ASSIGNED TASK
With both ends included, repeat exactly the lines of the entries below from the one containing "# for each instance of the wheelchair frame, put" down to the one containing "Target: red wheel hub", and no others.

···

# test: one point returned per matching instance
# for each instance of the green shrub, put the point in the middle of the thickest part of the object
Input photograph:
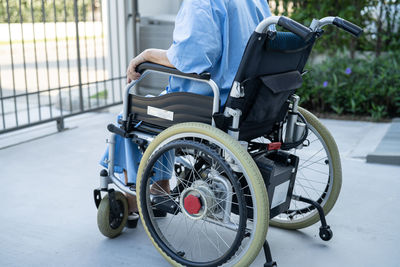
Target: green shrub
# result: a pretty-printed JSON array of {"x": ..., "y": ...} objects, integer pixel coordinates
[{"x": 368, "y": 86}]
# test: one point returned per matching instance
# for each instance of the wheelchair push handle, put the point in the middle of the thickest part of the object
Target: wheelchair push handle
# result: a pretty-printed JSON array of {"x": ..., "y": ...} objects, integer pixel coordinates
[
  {"x": 287, "y": 23},
  {"x": 295, "y": 27},
  {"x": 348, "y": 26}
]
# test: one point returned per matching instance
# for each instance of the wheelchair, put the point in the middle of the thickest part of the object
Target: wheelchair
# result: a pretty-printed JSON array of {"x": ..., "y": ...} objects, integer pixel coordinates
[{"x": 261, "y": 160}]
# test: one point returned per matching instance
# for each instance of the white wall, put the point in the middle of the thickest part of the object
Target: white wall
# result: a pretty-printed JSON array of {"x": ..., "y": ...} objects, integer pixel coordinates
[
  {"x": 157, "y": 7},
  {"x": 118, "y": 30}
]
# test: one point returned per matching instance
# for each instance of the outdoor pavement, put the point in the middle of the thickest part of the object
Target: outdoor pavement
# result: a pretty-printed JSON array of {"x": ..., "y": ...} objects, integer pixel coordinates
[
  {"x": 48, "y": 217},
  {"x": 388, "y": 150}
]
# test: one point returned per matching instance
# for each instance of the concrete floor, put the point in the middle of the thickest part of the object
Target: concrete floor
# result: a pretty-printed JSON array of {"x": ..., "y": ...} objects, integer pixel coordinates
[{"x": 48, "y": 216}]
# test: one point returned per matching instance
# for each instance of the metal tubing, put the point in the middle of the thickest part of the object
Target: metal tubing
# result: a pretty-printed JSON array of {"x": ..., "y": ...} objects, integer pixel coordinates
[
  {"x": 263, "y": 26},
  {"x": 318, "y": 24}
]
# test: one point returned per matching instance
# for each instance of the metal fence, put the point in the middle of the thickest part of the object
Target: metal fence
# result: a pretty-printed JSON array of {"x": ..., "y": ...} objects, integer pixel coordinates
[{"x": 55, "y": 61}]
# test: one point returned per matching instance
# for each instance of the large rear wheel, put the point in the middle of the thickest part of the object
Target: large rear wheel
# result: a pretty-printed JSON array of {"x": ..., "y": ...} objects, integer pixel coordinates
[
  {"x": 319, "y": 176},
  {"x": 207, "y": 222}
]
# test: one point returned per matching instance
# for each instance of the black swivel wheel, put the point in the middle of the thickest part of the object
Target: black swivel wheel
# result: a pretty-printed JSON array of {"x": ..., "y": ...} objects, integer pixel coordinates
[
  {"x": 111, "y": 223},
  {"x": 325, "y": 233}
]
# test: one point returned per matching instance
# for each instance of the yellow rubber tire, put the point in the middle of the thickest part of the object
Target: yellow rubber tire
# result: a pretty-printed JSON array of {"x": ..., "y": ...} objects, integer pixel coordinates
[
  {"x": 336, "y": 171},
  {"x": 249, "y": 167},
  {"x": 103, "y": 215}
]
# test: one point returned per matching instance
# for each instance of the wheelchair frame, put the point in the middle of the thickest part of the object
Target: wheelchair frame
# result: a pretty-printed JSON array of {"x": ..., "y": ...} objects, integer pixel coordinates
[{"x": 109, "y": 177}]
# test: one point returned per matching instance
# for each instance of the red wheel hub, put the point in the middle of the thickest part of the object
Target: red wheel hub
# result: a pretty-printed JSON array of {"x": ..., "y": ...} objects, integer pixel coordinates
[{"x": 192, "y": 204}]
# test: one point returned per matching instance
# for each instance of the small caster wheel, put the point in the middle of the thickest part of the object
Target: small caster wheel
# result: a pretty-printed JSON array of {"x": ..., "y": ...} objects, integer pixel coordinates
[
  {"x": 325, "y": 233},
  {"x": 109, "y": 225}
]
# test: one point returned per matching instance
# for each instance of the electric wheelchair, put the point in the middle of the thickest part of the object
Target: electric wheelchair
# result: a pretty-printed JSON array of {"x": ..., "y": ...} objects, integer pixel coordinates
[{"x": 262, "y": 160}]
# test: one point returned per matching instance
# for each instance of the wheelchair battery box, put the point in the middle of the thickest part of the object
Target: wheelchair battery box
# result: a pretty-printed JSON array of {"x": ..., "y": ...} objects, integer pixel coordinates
[{"x": 278, "y": 169}]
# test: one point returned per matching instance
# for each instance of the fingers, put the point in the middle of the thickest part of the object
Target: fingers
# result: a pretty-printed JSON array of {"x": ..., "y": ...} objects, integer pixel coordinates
[{"x": 131, "y": 73}]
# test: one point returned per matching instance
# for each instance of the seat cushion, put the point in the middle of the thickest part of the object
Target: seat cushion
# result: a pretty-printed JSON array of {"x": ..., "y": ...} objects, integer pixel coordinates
[{"x": 170, "y": 109}]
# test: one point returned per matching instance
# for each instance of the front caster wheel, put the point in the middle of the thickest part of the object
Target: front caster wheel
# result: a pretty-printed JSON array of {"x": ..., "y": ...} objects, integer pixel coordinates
[
  {"x": 325, "y": 233},
  {"x": 111, "y": 223}
]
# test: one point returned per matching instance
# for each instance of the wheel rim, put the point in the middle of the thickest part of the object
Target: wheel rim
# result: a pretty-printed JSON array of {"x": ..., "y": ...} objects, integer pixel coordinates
[
  {"x": 251, "y": 225},
  {"x": 314, "y": 179},
  {"x": 116, "y": 221}
]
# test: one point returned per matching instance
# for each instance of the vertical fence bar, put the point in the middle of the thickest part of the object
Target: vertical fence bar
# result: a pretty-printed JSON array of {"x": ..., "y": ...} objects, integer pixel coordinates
[
  {"x": 111, "y": 49},
  {"x": 58, "y": 59},
  {"x": 119, "y": 52},
  {"x": 95, "y": 54},
  {"x": 68, "y": 65},
  {"x": 24, "y": 59},
  {"x": 86, "y": 51},
  {"x": 78, "y": 52},
  {"x": 102, "y": 45},
  {"x": 12, "y": 64},
  {"x": 2, "y": 102},
  {"x": 47, "y": 56},
  {"x": 36, "y": 62}
]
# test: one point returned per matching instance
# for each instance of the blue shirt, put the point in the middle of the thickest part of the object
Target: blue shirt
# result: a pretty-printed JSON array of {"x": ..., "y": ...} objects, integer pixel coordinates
[{"x": 211, "y": 36}]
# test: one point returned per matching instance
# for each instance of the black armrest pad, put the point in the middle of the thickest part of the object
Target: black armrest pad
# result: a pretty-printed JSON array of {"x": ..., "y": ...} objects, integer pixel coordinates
[{"x": 156, "y": 67}]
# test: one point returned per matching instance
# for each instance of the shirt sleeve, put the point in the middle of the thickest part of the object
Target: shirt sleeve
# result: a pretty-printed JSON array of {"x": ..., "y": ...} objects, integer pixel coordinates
[{"x": 197, "y": 40}]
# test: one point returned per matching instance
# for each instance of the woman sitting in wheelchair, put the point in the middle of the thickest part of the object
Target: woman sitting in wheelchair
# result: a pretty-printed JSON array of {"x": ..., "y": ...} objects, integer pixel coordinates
[
  {"x": 208, "y": 37},
  {"x": 226, "y": 151}
]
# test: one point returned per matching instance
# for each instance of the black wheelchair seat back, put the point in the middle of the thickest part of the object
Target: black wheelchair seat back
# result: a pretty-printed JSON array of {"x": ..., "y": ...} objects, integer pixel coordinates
[
  {"x": 270, "y": 72},
  {"x": 157, "y": 113}
]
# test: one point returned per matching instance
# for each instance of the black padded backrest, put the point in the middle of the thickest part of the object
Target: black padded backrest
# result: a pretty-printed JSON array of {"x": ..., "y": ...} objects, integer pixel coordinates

···

SOLVED PROBLEM
# for each instance of the wheelchair frame, put the point in the middle of the thickest part of the object
Target: wheelchair frame
# result: a pretty-printed JSON array of {"x": ..., "y": ...} objects, integer pixel coordinates
[{"x": 109, "y": 177}]
# test: one point returned per matching instance
# for each instance of the red wheel hub, put the point in the middle of the thickest part of the object
Target: red wheel hub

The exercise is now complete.